§ **Exercise details**: Reproduce every line of the material below word for word and character for character, leaving nothing out.

§ **Data for the task**:
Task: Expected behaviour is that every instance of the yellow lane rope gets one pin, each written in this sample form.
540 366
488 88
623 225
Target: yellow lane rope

§ **Exercise output**:
Task: Expected behaviour is that every instance of the yellow lane rope gets one pin, each written in this sample form.
540 366
488 88
623 225
Target: yellow lane rope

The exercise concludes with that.